Catch up with Part 1 and Part 2 if you missed them!

For Part 3 of this “Know Your Campus” series, I am going to focus on location. Some folks in real estate are fond of suggesting that location is everything. I wouldn’t go that far, but location can have a profound impact on how you manage your recycling and sustainability programs.

In terms of location, I would suggest there are 3 main categories of schools:

  • Urban campuses
  • Semi-urban/suburban campuses
  • Rural campuses

In terms of these categories, I do not see population of the community as the main determinant. Rather, I see a more-complicated criteria based more on the layout of the community, density of the campus, and location of the campus within the community. I have seen colleges and worked for colleges in small New England “cities” of 30,000 people that I would consider more “urban” than campuses I have seen and worked for in much more populous (but more sprawling) western cities of over a million people.

Urban Campuses

On an urban campus, campus buildings are typically densely laid out and there is often very little buffer area between the campus and other residential and commercial buildings in the community (which are also typically densely laid out). As a result, you have very little on-campus free land to site anything. Even the Facilities Department is often in a densely populated area and typically lacks the “facilities yard” storage area that is more common on a more rural campus. As a result, you are going to generally need more frequent pickups of trash and recycling (because there is no room for those materials to accumulate). Solutions that require stockpiling or storing materials on campus are less likely to be a viable option.

Compounding this, because of the building density, vehicle access to many buildings is likely to be limited, especially for larger delivery trucks or waste collection vehicles. This is especially an issue at older campuses whose initial layout predates the widespread use of the automobile, and whose access roads are sometimes literally paved horse or donkey paths. However, that building density can also be an asset. Because buildings are so densely located, you can sometimes consolidate collection locations and ask collection staff to bring materials from several buildings to one central building which has adequate collection truck access. The density of campus may also make non-motorized collection more viable, whether that is wheeling carts between buildings, using bicycle trailers, or using electric carts.

For services which urban campuses choose to contract out, they are likely to encounter a larger pool of service providers. Because they are in a densely populated area, there are more customers in that area and thus more likely to be a greater number of service providers in that area from which to choose.

Rural Campuses

Rural campuses typically have the opposite logistics, opportunities and issues that urban campuses have. Typically they had ample land when they were developed so there is often (but not always) significant spacing between buildings. That typically means sufficient space for truck-based collection at each building. Conversely, it also often means that there is too much space between buildings for easy centralized collection among adjoining buildings (i.e. realistically you’re not going to get a custodian to walk a cart full of recyclables that far between buildings on a routine basis).

In terms of space, there is also typically significant space on campus that can be used for storage and staging of materials. And, that storage and staging area is often needed, because often times rural campuses have to do it all themselves. Rural campuses are located further away from other customers (and sometimes further away from end-markets). As a result, there are less likely to be a multitude of private haulers competing for business which makes contracting out for services more difficult. Without a multitude of other customers nearby, a rural school is less likely to be added to a private hauler’s existing collection route. Rather, they are more likely to be their own collection route, or the predominant portion of one. For smaller rural campuses, or for materials generated less frequently, that typically means aggregating stuff until a full truckload of material is accumulated (which is OK because you typically have the land on which to aggregate these materials).

[Detection examples]
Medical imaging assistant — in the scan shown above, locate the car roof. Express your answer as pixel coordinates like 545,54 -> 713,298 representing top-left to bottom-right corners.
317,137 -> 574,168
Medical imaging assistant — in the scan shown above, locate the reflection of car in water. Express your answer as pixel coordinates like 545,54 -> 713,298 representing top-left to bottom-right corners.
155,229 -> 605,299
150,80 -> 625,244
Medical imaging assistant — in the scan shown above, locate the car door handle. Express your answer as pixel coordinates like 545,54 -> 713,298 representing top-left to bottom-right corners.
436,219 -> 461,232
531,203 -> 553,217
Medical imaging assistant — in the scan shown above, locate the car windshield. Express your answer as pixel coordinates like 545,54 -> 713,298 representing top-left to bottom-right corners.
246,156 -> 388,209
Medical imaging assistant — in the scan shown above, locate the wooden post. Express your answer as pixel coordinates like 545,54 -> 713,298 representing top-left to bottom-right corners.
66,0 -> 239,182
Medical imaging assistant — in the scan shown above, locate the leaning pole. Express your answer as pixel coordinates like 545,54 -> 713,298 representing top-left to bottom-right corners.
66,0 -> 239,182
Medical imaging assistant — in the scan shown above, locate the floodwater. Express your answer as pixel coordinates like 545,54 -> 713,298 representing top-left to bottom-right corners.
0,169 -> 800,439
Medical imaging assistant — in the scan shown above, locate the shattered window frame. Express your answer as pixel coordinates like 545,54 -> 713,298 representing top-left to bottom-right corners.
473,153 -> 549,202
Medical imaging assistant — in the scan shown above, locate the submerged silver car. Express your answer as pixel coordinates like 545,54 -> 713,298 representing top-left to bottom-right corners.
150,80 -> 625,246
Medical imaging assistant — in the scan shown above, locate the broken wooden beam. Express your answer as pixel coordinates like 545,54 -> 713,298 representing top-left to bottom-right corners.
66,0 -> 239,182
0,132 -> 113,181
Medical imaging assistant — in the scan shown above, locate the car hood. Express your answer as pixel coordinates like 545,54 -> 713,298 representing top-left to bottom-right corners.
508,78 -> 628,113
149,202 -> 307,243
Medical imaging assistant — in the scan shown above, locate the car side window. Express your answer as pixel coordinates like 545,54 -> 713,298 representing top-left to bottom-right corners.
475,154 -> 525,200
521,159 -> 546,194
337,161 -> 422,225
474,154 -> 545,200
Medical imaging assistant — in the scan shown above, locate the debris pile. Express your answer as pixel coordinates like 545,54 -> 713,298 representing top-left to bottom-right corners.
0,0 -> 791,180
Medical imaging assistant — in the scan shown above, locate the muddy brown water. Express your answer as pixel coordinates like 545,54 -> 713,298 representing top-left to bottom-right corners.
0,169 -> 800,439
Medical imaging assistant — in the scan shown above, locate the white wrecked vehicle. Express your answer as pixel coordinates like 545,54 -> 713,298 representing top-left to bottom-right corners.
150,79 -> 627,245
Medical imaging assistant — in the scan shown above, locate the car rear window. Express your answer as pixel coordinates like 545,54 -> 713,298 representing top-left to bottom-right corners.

◆ PROBLEMS:
• A. Arrange the records in the stretch from the line containing "locate the shattered" through the line containing "149,202 -> 307,243" as a two-column CSV with the columns request and answer. Give one row for each request, putting its text and its answer each in one quoted field and turning any line breaks into spaces.
• B. Pick up the piece on how campus location shapes recycling programs and continue it from its last sentence.

◆ ANSWERS FOR THE EXERCISE:
• A.
request,answer
"Medical imaging assistant — in the scan shown above, locate the shattered window frame. Express your answer as pixel coordinates like 545,54 -> 713,298 representing top-left to bottom-right corners.","473,153 -> 549,202"
"Medical imaging assistant — in the scan shown above, locate the submerged silver car. Express your answer as pixel coordinates like 545,54 -> 713,298 representing top-left to bottom-right corners.","150,80 -> 625,246"
"Medical imaging assistant — in the scan shown above, locate the broken wooden beam. Express your answer as pixel coordinates like 545,54 -> 713,298 representing top-left to bottom-right corners.","66,0 -> 239,182 0,132 -> 113,181"
"Medical imaging assistant — in the scan shown above, locate the car hood. Express your answer as pixel coordinates like 545,54 -> 713,298 representing top-left to bottom-right corners.","508,78 -> 628,113 149,202 -> 307,243"

• B.
Because they are less densely developed, rural campuses are also more likely to have larger amounts of landscape and grounds wastes than more urban campuses. They are also more likely to have agricultural areas of campus. That is part of the reason that I think it is so important to include categories in any waste diversion or sustainability metric so that these sorts of differences can be more readily seen.

The space on a rural campus also typically means that a school can experiment with its own solutions to issues. If for example the campus wants to undertake composting, it is more likely to have the space to be able to do so on-site (at least initially – when a program grows to a certain size, it may eventually make sense to take that operation off-campus).

Suburban/Semi-Urban Campuses

Suburban/Semi-urban campuses fit that broad spectrum in between rural and urban campuses. This would include many “college town” campuses as well as campuses located outside the downtown area of larger metro regions. The good news is that these sorts of campuses typically have the widest range of options available to them. However, there can be challenges in having so many options.

It is harder to initially rule options out. And the reasons that things work or don’t work are often a bit more subtle. Sometimes options that at first glance seem like they would work, but end up not working at least on part of the campus. You also may have options that don’t seem available that are easier to develop than you realize. As a result, you often have to go through many more “bad marriages” of options until you find the solution that is right for you. To minimize this, I highly recommend testing options and expanding incrementally before you “go all in” with a solution. The other difficulty in having so many options is that when you do finally develop a solution that works, it is often a struggle to preserve those options. Because so many things seem like they might work, programs at these schools are frequently at risk of being undermined. Often there is a vendor or advocate or even an administrator who has an idea that meets their own needs. But because it is an option that cannot be immediately ruled out, that sometimes leaves these programs in a more constant state of flux than their urban or rural counterparts.

Unlike some realtors, I don’t think that location is everything. But I do think it is an important facet of any campus. And it is a facet to be acutely aware of when bench-marking or comparing your school to any other school out there.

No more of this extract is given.